REQUESTS:
[1] Please give again, word for word, the part of the post about Katsucon 19 and BBYO IC 2013 that opens with the words containing "Unfortunately the story" and closes with "had with people.".
[2] Answer these questions from the post about Katsucon 19 and BBYO IC 2013:
(a) Through whom did the writer first learn about the two conventions?
(b) On which dates did the president's day weekend of 2013 fall?
(c) About how many attendees does Katsucon have?

TEXT SECTION:

== == ==

Shared publicly  - 
 
What happened at Katsucon 19/BBYO IC 2013 and why did it happen?

This post is going to contain discussions about and examples of misogynistic, homophobic, abilist and antisemitic language and behavior. People who are triggered or otherwise sensitive to such content may wish to avoid reading further.














I first found out about Katsucon 19 and BBYO IC 2013 via +Bronwyn McGuckin I was curious so I started following up the story. Over this last week or so I've read accounts, mulled over rumors, media statements and interviewed sources. I'm now confident enough to turn it into a blog post.

When I first found out about Katsucon 19 and BBYO IC 2013 I found the subject fascinating.
Unfortunately the story was spread over Blogs, media statements, comments in reddit, tumblr posts and various other social media fora. So this is my attempt to weave this story into a cohesive whole based on what I read and a few interviews I’ve had with people.
While I've tried as much as possible to eliminate bias, due to the nature of my sources and my own subconscious this story is going to be biased. Perhaps in stories like this totally objectivity is impossible.

On the president's day weekend of 2013 (February 16 to 18) two conventions were booked for the same hotel, the BBYO IC and Katsucon. The BBYO is an international Jewish youth organization and its international convention had about 2 000 Jewish boys and girls of high school age along with adult organizes and hired security. Katsucon is an all ages Japanese popular culture convention with around 10 000 attendees. Neither party was informed of this parallel booking with each discovering the other as they entered the space on the Friday.

== == ==

EXTRACTED RECORDS:
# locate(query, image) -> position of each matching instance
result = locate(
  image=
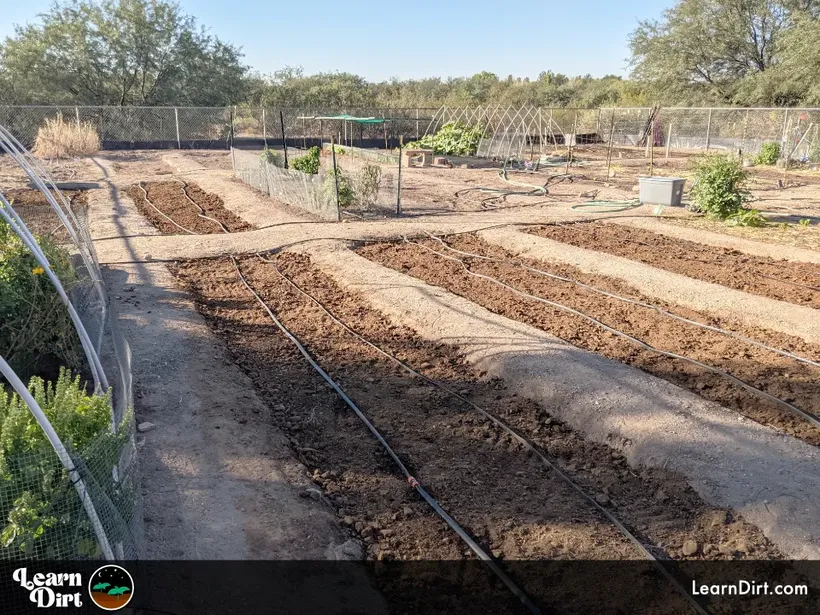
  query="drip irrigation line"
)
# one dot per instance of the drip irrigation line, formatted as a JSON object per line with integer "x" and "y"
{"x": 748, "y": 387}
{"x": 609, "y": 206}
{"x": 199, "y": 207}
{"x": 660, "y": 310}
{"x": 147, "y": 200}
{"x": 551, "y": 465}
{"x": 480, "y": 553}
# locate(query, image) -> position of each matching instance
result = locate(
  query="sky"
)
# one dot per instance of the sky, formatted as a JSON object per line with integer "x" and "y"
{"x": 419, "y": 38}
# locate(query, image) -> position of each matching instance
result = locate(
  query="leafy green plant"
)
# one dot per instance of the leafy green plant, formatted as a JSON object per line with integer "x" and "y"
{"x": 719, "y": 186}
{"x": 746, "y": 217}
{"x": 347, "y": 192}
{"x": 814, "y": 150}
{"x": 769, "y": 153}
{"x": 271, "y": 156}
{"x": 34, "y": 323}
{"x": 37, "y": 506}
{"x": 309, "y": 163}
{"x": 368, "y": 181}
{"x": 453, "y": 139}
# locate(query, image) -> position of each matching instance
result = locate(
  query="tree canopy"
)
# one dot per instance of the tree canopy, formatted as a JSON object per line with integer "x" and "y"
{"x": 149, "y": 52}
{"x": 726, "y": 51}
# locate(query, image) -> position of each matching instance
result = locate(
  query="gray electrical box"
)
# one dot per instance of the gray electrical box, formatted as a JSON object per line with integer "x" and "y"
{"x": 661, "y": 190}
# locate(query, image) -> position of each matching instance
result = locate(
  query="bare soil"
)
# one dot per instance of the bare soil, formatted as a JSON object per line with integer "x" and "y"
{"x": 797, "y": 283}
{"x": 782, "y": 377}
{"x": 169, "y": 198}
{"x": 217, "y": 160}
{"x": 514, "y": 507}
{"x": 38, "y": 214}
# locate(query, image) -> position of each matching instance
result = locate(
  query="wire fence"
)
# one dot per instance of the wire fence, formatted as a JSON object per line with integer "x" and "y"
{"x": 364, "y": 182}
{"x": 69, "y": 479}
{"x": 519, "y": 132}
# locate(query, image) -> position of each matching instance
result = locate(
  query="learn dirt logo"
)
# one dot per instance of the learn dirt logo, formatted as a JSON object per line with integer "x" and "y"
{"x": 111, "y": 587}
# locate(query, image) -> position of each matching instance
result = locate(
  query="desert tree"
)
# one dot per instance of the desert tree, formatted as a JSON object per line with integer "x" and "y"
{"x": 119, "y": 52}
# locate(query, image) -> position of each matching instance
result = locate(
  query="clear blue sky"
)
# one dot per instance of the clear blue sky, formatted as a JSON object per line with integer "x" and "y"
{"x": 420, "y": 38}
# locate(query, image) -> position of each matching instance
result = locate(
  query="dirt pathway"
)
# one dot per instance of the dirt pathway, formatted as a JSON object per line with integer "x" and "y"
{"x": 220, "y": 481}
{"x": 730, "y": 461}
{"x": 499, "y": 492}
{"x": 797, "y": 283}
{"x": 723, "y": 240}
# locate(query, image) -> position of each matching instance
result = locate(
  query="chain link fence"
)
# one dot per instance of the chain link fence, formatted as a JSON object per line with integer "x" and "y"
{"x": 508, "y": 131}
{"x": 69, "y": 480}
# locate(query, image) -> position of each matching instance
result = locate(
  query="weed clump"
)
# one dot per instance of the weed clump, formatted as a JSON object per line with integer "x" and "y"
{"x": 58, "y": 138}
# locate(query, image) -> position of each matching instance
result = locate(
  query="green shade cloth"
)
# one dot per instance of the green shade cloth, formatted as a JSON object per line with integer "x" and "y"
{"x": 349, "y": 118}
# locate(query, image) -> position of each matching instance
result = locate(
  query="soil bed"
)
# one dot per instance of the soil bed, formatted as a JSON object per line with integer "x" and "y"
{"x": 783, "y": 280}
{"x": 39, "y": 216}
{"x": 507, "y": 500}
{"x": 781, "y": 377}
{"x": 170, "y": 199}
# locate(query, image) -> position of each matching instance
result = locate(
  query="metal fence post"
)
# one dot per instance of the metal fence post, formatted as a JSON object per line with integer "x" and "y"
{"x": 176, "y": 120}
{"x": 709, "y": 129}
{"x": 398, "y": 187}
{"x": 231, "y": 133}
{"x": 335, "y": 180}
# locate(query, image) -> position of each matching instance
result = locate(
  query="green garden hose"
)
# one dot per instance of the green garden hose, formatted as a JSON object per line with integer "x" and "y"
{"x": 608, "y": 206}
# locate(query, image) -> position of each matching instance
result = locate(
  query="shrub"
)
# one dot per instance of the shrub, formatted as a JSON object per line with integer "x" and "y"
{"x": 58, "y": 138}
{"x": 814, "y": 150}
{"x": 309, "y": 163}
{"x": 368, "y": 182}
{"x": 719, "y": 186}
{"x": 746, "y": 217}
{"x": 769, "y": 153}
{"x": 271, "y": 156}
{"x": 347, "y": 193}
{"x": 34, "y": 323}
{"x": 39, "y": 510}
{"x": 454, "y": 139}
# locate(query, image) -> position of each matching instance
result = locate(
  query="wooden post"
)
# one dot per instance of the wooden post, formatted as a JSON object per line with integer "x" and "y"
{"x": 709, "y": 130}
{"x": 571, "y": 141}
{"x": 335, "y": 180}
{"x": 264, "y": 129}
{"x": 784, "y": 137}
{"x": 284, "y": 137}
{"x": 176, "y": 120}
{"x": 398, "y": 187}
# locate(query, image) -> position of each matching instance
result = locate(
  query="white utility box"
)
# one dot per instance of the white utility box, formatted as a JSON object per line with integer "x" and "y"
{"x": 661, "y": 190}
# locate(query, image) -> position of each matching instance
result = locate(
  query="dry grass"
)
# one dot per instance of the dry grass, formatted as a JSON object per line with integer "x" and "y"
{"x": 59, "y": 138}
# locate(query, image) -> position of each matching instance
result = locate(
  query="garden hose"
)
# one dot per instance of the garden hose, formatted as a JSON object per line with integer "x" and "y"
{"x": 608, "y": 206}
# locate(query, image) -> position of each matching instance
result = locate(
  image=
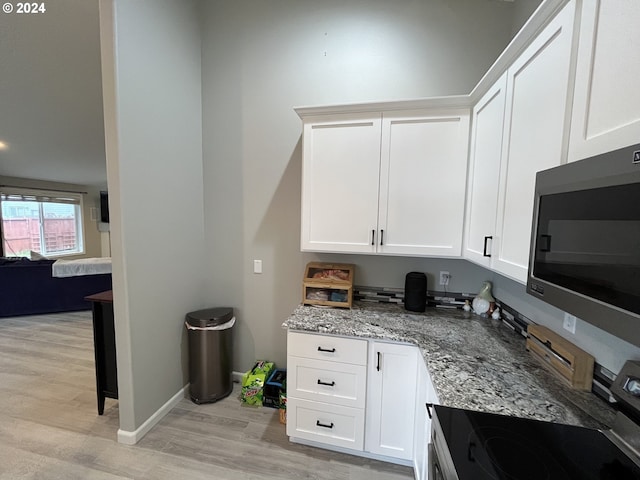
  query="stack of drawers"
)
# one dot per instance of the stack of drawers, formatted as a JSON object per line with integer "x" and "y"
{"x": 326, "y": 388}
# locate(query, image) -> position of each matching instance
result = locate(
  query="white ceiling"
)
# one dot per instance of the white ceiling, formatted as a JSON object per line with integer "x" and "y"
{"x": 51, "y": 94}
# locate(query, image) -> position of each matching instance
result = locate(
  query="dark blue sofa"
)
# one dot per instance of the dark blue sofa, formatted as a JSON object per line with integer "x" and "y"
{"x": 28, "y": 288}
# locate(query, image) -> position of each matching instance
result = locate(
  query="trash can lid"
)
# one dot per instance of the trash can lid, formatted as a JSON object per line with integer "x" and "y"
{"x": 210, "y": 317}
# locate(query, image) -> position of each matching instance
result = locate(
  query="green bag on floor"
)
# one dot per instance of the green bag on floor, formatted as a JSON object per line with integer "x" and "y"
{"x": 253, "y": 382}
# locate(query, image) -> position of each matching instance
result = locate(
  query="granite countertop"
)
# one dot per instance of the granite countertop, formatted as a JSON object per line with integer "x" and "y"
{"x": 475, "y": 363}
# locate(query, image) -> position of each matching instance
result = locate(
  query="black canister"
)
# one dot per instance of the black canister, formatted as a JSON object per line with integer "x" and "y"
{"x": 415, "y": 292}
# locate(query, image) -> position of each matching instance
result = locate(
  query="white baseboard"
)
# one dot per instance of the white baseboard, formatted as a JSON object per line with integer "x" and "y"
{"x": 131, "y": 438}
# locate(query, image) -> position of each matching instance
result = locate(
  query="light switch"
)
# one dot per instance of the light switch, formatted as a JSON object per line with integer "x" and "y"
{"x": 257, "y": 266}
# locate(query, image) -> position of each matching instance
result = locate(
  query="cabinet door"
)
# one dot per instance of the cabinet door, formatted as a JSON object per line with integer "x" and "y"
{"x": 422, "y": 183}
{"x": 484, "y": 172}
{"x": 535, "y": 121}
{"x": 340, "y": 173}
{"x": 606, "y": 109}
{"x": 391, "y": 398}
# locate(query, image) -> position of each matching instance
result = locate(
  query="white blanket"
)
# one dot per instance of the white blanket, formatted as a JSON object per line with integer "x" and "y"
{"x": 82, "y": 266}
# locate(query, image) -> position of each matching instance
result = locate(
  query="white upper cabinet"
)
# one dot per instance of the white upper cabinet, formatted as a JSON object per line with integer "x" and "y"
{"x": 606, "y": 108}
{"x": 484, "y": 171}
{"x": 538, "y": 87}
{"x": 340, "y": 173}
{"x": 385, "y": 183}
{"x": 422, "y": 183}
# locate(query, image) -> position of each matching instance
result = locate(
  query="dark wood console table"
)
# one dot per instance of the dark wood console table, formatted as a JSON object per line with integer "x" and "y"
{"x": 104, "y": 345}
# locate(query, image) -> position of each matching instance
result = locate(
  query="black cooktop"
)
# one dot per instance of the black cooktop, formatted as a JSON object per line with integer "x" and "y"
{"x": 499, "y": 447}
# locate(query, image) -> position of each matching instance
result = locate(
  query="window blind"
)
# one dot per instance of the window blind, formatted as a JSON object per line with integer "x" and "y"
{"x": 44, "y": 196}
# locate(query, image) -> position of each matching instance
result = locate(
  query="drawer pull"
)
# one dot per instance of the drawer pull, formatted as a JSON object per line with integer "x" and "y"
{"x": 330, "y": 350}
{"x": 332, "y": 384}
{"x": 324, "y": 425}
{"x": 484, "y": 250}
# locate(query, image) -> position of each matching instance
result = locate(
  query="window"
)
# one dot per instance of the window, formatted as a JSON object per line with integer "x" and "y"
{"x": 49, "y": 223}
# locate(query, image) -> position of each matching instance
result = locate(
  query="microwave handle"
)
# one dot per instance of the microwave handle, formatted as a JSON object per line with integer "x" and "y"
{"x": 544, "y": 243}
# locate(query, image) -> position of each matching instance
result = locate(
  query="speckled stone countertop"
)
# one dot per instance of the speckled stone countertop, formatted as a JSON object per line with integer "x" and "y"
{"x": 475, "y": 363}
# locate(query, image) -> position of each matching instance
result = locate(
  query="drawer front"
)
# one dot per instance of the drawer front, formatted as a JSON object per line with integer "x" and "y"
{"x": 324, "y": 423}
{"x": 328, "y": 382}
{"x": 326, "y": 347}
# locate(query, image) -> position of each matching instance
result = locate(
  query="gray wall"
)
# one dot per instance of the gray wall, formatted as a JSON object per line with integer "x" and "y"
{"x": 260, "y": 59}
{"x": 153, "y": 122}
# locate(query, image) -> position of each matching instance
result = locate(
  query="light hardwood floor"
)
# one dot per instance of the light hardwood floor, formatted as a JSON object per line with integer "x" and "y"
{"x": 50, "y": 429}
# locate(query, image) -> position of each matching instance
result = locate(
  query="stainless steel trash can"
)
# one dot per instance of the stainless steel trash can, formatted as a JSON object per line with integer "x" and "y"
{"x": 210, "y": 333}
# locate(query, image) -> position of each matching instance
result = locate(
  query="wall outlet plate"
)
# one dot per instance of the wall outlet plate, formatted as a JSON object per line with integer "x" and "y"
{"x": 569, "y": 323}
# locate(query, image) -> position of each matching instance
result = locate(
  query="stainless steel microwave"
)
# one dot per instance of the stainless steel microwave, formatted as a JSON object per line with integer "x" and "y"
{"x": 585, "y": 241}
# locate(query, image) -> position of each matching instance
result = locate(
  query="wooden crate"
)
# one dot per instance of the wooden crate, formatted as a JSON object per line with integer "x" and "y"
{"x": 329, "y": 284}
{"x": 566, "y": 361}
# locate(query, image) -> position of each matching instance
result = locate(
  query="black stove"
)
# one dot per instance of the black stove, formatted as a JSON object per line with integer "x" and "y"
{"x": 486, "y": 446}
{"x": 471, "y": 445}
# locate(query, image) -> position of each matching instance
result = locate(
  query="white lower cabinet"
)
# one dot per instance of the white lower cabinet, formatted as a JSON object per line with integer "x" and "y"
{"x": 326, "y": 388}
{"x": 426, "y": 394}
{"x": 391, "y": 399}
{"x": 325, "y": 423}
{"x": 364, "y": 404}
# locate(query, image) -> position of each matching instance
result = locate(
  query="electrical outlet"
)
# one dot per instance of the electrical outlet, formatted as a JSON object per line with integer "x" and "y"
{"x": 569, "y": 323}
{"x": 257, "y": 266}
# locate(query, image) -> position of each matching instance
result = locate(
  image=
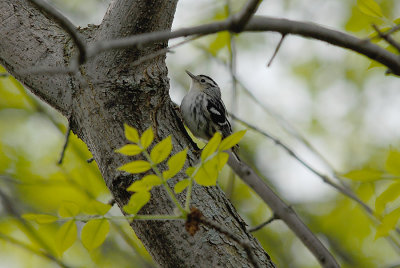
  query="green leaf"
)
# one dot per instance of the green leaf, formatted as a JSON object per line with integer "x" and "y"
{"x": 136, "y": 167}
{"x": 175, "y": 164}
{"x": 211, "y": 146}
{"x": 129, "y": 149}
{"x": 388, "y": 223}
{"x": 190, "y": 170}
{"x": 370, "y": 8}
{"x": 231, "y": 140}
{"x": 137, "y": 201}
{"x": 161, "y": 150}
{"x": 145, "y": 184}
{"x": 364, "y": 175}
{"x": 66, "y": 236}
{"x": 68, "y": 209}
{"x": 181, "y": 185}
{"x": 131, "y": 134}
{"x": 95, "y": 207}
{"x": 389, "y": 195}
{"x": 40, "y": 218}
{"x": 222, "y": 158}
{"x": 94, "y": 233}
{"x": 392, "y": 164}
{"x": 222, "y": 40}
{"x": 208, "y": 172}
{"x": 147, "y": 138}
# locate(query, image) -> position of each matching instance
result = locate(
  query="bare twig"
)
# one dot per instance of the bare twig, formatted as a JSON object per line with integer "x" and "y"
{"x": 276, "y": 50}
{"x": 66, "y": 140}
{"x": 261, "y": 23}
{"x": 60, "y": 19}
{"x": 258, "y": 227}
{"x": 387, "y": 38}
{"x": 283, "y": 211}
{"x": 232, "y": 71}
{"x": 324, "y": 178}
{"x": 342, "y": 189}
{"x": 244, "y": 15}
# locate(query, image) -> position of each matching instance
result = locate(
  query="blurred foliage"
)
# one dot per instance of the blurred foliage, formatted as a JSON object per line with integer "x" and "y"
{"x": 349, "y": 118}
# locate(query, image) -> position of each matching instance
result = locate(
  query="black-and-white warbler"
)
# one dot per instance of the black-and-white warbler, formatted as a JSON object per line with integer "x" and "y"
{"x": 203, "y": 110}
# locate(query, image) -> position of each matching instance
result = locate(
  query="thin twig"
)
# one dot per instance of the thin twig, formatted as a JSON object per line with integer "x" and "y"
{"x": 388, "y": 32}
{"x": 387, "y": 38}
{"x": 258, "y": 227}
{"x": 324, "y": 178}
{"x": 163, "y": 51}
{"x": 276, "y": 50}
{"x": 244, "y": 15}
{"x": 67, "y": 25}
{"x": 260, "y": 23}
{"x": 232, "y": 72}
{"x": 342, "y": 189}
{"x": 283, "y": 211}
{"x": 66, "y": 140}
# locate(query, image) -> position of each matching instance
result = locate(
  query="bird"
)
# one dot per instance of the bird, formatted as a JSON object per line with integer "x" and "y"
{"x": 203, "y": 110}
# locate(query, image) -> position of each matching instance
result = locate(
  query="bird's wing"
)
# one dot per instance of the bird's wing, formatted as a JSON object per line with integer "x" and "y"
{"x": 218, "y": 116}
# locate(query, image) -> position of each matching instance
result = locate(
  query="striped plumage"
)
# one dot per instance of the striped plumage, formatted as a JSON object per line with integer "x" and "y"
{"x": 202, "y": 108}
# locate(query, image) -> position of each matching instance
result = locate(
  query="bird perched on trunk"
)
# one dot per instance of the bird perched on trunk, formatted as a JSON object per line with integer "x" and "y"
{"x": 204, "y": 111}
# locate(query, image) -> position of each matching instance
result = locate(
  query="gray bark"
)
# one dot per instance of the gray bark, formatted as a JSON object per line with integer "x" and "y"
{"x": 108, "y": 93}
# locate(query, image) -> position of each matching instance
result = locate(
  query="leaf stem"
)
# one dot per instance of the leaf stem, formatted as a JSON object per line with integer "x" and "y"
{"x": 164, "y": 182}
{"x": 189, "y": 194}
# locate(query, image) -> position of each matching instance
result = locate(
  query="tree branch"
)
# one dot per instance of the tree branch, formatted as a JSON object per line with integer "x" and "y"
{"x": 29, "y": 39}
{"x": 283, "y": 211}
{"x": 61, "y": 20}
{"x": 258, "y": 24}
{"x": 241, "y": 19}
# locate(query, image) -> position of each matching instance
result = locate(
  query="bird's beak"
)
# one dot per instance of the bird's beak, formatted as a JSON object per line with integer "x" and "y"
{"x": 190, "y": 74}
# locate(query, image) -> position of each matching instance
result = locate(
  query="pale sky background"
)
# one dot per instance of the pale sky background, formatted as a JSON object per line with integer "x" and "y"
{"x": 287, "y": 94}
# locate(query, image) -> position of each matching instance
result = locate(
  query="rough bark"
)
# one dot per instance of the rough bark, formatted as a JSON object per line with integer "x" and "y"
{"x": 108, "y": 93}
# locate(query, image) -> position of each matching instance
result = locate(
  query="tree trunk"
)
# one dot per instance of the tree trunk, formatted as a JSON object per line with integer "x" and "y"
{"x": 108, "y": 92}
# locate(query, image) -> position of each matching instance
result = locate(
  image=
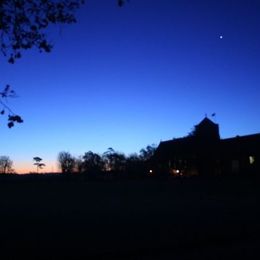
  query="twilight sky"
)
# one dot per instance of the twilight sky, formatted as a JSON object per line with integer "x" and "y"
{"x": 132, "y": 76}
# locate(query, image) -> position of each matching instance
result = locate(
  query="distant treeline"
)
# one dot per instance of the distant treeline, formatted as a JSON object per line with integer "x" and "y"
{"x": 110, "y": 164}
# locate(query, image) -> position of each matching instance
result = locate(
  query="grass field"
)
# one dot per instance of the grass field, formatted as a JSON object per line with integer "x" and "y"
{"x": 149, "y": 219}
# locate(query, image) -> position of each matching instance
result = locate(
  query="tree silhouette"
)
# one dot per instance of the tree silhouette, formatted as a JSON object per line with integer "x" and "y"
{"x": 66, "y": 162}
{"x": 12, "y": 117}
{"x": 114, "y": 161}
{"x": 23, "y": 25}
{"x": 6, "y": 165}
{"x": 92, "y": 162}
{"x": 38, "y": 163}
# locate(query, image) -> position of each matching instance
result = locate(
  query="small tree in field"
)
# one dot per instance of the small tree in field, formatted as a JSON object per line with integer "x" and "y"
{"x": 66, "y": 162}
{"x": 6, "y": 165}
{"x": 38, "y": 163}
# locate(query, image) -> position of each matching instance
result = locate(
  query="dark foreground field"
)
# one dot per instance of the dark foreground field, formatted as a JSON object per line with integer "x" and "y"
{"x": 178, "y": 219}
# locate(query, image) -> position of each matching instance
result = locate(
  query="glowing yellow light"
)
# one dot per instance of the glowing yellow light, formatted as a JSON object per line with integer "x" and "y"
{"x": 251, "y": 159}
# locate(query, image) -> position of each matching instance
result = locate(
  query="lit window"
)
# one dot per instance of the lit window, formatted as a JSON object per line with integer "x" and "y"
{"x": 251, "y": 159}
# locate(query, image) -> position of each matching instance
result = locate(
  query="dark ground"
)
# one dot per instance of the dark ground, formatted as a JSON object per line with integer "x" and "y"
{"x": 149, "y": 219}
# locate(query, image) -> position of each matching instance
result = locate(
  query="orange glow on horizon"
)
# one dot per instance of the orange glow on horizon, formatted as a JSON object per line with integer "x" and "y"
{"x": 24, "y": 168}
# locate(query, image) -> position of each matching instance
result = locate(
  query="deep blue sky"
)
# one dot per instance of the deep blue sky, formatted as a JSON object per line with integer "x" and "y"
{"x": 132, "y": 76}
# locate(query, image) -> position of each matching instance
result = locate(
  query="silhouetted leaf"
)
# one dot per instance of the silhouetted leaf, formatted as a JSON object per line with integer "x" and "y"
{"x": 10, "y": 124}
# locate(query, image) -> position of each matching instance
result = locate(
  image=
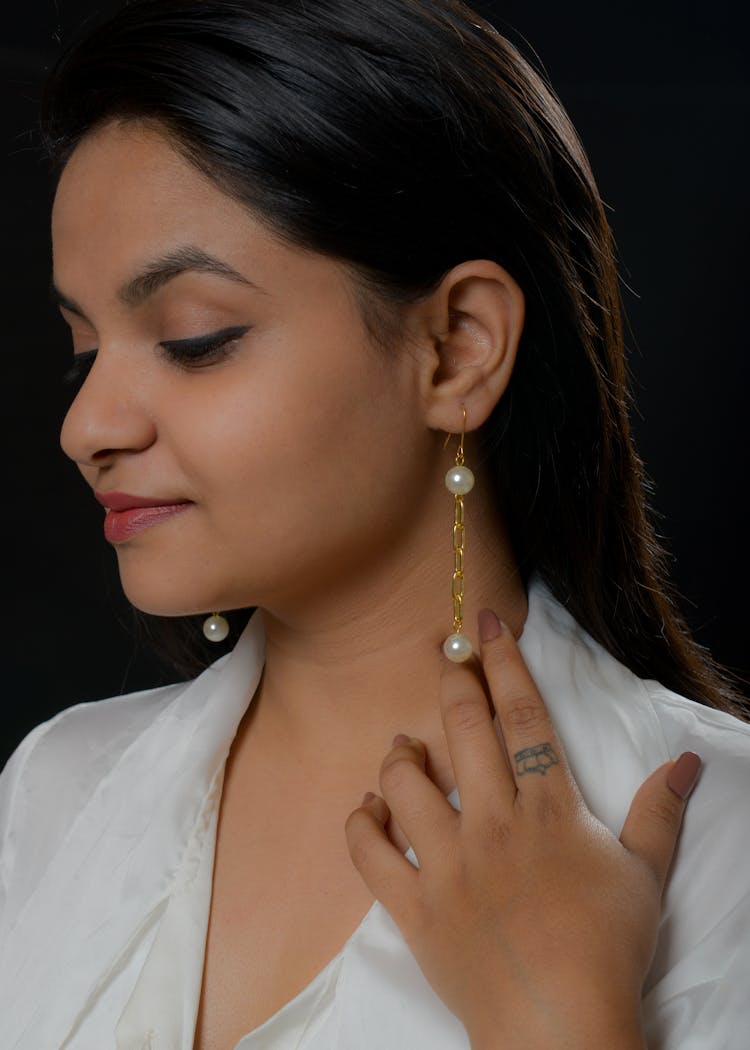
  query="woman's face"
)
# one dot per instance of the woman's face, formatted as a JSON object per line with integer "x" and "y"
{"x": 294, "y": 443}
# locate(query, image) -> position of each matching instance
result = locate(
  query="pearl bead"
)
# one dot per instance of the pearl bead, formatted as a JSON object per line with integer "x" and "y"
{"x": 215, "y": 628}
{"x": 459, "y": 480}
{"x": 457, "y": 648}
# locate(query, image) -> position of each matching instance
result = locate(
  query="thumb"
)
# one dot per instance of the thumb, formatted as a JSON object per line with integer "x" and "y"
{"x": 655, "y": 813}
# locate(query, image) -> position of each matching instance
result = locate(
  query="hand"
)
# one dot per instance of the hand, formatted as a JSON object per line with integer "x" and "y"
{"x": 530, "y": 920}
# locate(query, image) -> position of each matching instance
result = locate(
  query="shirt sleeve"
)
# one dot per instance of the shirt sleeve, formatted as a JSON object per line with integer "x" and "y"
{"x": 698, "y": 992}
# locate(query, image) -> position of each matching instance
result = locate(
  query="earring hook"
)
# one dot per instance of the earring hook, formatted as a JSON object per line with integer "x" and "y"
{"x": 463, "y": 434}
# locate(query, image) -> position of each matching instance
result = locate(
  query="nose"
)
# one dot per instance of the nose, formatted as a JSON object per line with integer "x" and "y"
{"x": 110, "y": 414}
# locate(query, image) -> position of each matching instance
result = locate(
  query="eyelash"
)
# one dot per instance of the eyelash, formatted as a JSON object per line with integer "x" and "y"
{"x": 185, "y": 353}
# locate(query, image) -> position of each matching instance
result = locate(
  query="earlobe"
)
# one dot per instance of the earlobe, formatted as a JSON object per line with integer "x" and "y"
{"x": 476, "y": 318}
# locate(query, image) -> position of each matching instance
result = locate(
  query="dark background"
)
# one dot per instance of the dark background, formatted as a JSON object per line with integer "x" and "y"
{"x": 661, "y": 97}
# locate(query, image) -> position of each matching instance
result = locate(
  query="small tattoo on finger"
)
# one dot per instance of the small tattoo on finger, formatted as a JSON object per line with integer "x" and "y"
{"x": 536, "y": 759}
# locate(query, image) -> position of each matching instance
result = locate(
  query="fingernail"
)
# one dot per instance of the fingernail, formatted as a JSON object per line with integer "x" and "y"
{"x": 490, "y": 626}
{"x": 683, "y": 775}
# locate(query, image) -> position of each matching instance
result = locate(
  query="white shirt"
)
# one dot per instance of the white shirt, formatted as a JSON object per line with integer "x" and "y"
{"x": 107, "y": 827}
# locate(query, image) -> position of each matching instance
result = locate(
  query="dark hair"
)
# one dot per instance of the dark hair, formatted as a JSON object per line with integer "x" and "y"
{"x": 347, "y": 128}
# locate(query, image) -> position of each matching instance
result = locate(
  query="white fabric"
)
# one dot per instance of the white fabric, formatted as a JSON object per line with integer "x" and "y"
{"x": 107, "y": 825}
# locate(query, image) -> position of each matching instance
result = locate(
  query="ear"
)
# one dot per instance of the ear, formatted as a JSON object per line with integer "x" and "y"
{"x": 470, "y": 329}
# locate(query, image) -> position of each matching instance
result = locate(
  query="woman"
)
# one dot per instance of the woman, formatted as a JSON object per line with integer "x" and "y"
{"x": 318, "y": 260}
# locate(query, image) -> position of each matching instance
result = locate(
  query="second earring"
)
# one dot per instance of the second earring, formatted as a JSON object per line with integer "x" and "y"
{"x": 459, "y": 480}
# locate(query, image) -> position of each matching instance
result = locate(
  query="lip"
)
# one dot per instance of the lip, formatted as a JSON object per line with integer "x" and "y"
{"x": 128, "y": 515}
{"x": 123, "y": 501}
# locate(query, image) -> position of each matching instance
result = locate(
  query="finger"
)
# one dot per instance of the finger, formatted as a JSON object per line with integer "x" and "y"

== == ==

TASK ANSWERS:
[1]
Unfortunately the story was spread over Blogs, media statements, comments in reddit, tumblr posts and various other social media fora. So this is my attempt to weave this story into a cohesive whole based on what I read and a few interviews I’ve had with people.

[2]
(a) Through +Bronwyn McGuckin.
(b) February 16 to 18.
(c) Around 10 000.